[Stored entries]
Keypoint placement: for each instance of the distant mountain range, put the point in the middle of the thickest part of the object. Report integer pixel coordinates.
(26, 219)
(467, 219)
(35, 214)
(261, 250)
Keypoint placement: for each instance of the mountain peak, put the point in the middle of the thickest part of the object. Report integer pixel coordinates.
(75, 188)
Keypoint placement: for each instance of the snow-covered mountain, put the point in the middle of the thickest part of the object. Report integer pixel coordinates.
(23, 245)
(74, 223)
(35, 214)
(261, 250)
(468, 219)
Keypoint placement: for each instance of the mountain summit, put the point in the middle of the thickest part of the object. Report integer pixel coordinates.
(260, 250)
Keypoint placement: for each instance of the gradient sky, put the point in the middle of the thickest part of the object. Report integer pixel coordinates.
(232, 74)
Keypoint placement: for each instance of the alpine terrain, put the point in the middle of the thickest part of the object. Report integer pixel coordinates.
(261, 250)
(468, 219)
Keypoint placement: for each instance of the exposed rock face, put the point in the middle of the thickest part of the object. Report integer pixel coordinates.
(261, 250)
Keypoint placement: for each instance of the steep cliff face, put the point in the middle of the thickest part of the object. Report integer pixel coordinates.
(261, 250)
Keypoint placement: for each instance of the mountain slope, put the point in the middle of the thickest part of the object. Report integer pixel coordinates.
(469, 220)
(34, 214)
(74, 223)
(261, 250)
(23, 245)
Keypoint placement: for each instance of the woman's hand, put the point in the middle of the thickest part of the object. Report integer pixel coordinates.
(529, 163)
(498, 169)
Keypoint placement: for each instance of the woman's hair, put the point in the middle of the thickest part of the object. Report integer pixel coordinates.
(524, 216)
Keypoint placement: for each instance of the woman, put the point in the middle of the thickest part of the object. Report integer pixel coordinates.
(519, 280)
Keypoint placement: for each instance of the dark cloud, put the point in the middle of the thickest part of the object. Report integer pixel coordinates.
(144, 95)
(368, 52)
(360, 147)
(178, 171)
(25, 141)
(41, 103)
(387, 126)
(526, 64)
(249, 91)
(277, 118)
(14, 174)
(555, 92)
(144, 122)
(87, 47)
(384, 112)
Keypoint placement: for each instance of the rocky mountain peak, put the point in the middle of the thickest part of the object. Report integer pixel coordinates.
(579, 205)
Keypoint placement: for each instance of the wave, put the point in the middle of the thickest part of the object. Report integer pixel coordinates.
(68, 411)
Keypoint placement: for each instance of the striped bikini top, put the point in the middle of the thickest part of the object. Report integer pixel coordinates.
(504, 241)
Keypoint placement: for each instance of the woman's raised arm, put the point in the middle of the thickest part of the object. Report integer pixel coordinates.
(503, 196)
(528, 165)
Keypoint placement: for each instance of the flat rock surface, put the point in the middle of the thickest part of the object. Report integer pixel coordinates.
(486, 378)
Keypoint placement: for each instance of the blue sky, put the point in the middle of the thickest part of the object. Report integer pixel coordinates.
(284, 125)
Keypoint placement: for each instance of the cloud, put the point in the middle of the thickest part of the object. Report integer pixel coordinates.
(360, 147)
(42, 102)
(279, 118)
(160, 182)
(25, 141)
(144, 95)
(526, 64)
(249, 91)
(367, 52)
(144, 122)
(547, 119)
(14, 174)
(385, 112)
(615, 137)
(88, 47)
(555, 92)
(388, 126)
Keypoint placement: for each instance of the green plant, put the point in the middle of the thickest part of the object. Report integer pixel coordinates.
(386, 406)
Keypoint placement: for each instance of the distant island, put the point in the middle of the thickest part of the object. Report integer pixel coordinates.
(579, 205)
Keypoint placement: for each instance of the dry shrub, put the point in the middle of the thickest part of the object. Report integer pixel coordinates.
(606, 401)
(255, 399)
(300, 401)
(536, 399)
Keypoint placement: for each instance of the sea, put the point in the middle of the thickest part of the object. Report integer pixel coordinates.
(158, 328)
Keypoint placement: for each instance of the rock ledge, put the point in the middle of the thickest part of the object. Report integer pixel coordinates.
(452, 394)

▶ _What is needed_:
Reproduce the listing above verbatim, beginning with the line that contains "Keypoint placement: for each instance of the dry" and continuing through the end of the listing.

▶ _Written response_:
Keypoint placement: for each instance of the dry shrub, put the point in the middle of the thickest part of the object. Report integer pixel coordinates.
(606, 401)
(255, 399)
(300, 401)
(536, 399)
Keypoint placement: for each instance of the sea, put the point in the middle of the thickest part of the object. Report integer pixel coordinates.
(158, 328)
Keypoint placement: for each instance of the rock ledge, put the point in the middle of the thickest part of the object. Report integer pixel coordinates.
(452, 394)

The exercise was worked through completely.